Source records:
Content starts

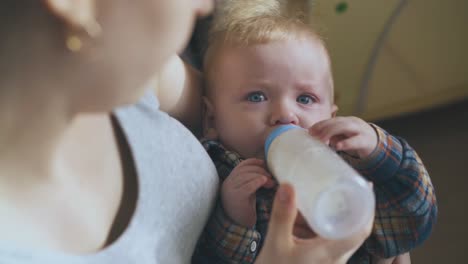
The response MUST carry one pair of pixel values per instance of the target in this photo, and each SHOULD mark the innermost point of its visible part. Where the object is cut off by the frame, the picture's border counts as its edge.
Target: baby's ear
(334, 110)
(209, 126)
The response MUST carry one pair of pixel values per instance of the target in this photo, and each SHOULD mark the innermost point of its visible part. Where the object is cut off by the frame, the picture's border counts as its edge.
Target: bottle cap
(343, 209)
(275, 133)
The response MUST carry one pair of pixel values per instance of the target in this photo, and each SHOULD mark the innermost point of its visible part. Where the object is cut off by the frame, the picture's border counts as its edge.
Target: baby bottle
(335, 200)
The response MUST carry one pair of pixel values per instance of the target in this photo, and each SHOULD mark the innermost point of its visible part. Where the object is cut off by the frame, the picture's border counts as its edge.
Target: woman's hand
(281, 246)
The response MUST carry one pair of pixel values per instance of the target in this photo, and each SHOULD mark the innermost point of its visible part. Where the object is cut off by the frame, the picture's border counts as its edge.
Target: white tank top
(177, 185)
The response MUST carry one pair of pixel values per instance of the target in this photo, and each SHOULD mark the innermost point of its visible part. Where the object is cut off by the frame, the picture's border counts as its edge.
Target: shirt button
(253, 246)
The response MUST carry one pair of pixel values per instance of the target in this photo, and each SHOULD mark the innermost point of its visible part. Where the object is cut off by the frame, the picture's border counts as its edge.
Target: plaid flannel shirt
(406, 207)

Content ends

# Directions
Will you restate every entry word for word and omit the images?

# Written answer
The response MUST carry one pair of pixel values per instance of the target in this photo, and each SHOULD mark the innermost point of its visible part. Where the object is cut off by the frame, the picture's border counts as its edge.
Target: baby's ear
(334, 110)
(209, 126)
The response MUST carry one pair of pixel values per instance of the target in this photo, and each SHOULD mark the innermost point of its visible part. Where the object is cut off by the frame, the picture's border counts as its edge.
Target: bottle cap
(343, 209)
(275, 133)
The response MUST carry one pair of pixel values per instance of the target in this photo, and each SHOULD mark the innermost point of its visible part. Where the object is cut off by the frame, the picture's border counts as its edge.
Target: baby bottle
(335, 200)
The response MUST carry one pair of pixel values per instance of the target in this photo, and each SHOULD mark the innermost point of its visible part. Where the object is cut off by the frame, the picture's border counts as its edge.
Target: woman's hand
(281, 246)
The response MUST carry one pair of pixel values per instance of the target in this photo, and each SHOULD mark the innermost point of its visible part. Where the object is cut off by the frame, the picture's border counts as its edge.
Target: white tank top
(177, 185)
The response MUST carry one pair of pixel values per instance of the target in this photo, and each SHOULD mark the innermost point of its visible part. Where the object is cut off by the frame, the picture's border counts as its edge.
Target: shirt button
(253, 246)
The response MUST carry one pair of pixel values per instance of the target in this photo, and each SHOULD mark the innermost point of its visible part. Where the object is cut off by the frame, the picture's border counts as its edge.
Target: plaid flannel shirt
(406, 207)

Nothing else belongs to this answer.